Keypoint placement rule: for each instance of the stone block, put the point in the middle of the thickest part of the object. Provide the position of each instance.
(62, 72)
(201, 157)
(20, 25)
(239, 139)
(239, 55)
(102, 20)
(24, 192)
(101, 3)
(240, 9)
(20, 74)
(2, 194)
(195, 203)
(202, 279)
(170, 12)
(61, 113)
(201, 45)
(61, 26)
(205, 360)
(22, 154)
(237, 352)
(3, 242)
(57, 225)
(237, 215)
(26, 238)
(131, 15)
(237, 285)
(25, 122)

▶ **AIM**
Can you return the records above word for word, without changing anything?

▶ **SOLUTION**
Keypoint placement rule: for each instance of the stone block, put the point in the middle of the thickest part of the object. Provide the position of each instance.
(62, 72)
(201, 157)
(20, 25)
(239, 139)
(239, 55)
(102, 20)
(24, 192)
(101, 3)
(240, 9)
(20, 74)
(2, 194)
(195, 203)
(202, 279)
(170, 12)
(61, 113)
(201, 45)
(61, 26)
(205, 360)
(22, 154)
(237, 352)
(3, 242)
(57, 225)
(237, 215)
(26, 238)
(131, 15)
(237, 285)
(25, 122)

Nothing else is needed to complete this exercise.